It seems fitting to title this with a cliché, in conformance with the entire genre of essays like this one: the self-indulgent end-of-year reflections on the things you chose to do, and the things you chose not to do.
I’m currently in my second year at UC Berkeley as a Linguistics major, and next year will be my last. As I am drawn nearer to the point at which I likely leave academia (and linguistics) forever, I realize that over the past few years, I’ve had a lot of little turning points which have marked changes in my life which can’t be reversed. Each of these aborted paths is, however, but a siren along the route toward what I really want out of life.
Jazz Musician
When I was in middle school, I played piano in the “Jazz” band there, and I thought I was some pretty hot shit. As I learned when I entered high school, I was quite the opposite. My brother was the guitarist in the Jazz band there, and my family had developed a relationship with the director. I suspect that when I auditioned to join the group, I was admitted not because I was any good (for I wasn’t), but because the director saw my brother’s talent and had high hopes that I was capable of being coached toward an equal level of skill.
The story from there is one that is often repeated in trite sports sagas: this awkward and incapable one is thrown into the “big leagues” and makes a fool of himself every day and at some point finally starts to get it. Not to say that he had become adequate; rather, he had grown enough that his teammates gained some level of respect for him, and his coach treated him like family.
Then came Junior year. Most of the kids who were better than me had graduated, and I had been promoted to rhythm section leader. I was starting to come into my own. The veterans in the group looked at me in a way that lacked their accustomed disdain, and, even though I knew that I was no more than OK, I started to think that I was pretty great. On a few occasions, my real inadequacy surfaced; the problem was that a lot of people sucked even more than I did, so they mistakenly looked up to me.
Senior year, I really had become quite good. I was the assistant director of the band, and the director of the quintet. Whereas in previous years, I had the dubious honor at all the festivals of winning “soloist awards” (which were basically given to anyone who got up and played something, no matter how poorly), this year I was getting recognized as best pianist in show, or best rhythm section soloist, and so forth. That was actually pretty neat; it tickled my ego to be distinguished among young musicians who have today gone on to accomplish great things.
The last time I played piano in concert, I was accompanied by Mel Brown himself, the grandfather of the Portland Jazz scene; during my solo on the Dexter Gordon tune, he smiled at me in surprise, and afterwards he shook my hand and told me how proud he was of me, how far he knew I had come. And then I was done with that part of my life. I was going to college to study something entirely different.
Linguist, Assyriologist, Classicist
I didn’t apply to enough colleges, because I was overconfident that Harvard, Yale, Cornell or Berkeley would admit me. Though the latter two were afterthoughts, they were the only ones to offer me admittance. Cornell seemed like a bleak place that would make me insane, and I’d had my heart set on Boston; I ended up “settling” for Berkeley.

****

SHORT EXERCISE
Please state who accompanied the pianist at the last concert described in the essay.

Point annotation records
****

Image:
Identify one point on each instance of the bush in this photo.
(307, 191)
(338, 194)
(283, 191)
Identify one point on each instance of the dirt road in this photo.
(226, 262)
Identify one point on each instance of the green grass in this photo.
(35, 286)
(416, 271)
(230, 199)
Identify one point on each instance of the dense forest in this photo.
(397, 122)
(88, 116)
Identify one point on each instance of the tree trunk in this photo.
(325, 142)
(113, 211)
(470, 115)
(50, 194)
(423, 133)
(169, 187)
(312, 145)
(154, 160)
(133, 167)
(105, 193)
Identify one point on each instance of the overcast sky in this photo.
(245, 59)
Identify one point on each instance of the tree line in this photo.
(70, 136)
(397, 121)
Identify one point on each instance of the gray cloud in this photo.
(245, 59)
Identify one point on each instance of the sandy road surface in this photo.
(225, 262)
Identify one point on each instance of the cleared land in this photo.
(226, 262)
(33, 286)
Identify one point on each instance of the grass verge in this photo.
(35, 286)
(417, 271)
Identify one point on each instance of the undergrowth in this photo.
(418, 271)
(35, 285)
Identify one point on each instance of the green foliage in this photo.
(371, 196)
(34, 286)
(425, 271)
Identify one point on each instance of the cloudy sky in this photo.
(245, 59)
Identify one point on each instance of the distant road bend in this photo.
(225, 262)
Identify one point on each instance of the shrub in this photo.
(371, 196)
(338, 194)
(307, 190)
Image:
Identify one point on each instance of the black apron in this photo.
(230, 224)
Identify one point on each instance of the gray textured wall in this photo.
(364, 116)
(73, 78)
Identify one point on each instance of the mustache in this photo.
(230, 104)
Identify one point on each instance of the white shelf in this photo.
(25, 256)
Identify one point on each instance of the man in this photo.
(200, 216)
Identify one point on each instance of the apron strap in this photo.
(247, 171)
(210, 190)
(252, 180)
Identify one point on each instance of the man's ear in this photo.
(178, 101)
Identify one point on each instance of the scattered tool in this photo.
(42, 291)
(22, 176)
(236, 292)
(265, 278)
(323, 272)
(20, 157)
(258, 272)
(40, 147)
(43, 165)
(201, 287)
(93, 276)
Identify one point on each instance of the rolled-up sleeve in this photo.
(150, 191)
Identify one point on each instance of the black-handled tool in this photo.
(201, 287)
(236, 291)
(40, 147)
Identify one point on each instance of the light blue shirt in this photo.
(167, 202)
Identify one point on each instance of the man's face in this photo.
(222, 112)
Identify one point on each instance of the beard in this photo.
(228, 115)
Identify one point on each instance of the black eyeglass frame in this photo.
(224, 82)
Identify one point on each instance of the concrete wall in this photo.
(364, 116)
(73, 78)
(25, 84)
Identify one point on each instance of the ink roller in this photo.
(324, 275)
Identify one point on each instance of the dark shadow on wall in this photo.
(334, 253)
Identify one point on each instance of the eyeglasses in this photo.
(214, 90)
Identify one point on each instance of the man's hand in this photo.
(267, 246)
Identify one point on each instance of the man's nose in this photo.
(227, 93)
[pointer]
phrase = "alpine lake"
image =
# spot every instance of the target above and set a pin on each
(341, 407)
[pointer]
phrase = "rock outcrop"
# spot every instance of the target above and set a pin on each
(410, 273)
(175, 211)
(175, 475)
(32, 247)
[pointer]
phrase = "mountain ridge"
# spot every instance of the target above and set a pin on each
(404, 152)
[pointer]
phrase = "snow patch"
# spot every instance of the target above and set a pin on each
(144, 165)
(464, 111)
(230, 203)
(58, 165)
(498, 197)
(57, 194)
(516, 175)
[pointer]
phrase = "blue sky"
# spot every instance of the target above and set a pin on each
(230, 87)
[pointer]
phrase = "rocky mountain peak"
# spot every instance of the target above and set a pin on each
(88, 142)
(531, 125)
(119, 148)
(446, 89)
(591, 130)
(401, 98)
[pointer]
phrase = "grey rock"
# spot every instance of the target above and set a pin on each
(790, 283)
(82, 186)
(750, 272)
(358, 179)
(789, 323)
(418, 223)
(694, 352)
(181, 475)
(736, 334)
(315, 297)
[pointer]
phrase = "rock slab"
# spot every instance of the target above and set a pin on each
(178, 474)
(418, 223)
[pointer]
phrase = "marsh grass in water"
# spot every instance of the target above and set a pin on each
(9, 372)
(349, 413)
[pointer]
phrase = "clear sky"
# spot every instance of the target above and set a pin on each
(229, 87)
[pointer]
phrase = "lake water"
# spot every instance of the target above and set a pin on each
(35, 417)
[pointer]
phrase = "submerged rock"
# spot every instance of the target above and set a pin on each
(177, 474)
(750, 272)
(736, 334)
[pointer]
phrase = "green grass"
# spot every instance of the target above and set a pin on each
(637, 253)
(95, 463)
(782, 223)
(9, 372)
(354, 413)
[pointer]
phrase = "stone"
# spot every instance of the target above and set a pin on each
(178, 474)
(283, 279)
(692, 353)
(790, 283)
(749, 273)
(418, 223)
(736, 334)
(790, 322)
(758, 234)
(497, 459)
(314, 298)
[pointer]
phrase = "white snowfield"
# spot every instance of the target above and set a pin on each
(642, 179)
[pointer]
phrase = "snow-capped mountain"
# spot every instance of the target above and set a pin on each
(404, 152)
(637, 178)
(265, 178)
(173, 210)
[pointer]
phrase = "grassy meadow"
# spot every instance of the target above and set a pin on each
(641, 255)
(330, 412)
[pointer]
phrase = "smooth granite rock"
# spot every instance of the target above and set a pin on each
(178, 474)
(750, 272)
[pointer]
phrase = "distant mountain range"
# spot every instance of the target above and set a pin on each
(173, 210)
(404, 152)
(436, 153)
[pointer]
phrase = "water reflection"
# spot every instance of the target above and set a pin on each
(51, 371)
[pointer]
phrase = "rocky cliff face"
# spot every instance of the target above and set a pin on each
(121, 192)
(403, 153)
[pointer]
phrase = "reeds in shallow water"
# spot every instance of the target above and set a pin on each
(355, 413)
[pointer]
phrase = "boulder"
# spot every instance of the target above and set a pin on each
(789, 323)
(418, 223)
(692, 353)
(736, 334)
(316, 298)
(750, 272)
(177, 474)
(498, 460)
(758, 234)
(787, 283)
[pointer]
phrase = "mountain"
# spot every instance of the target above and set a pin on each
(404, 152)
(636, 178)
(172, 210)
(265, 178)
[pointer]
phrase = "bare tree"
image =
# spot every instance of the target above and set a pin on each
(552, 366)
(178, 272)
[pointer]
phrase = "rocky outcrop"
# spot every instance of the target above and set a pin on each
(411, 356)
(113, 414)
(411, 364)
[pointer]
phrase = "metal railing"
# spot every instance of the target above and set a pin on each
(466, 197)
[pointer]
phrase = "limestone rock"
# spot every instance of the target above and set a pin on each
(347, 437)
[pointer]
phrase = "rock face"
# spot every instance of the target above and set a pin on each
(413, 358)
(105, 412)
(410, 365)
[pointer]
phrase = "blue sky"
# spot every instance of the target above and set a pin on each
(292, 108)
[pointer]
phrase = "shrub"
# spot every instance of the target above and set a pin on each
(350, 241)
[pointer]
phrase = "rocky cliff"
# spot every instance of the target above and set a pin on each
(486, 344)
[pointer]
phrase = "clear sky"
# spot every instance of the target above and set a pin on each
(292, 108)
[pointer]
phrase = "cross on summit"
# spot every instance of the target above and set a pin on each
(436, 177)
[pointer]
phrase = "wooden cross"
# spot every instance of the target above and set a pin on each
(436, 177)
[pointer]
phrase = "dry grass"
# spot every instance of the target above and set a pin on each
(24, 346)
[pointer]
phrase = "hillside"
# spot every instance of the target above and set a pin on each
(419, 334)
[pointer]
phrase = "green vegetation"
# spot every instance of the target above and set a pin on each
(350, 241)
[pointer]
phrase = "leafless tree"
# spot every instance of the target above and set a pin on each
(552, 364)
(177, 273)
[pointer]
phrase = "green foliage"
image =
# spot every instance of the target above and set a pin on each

****

TASK OUTPUT
Mel Brown, the grandfather of the Portland Jazz scene.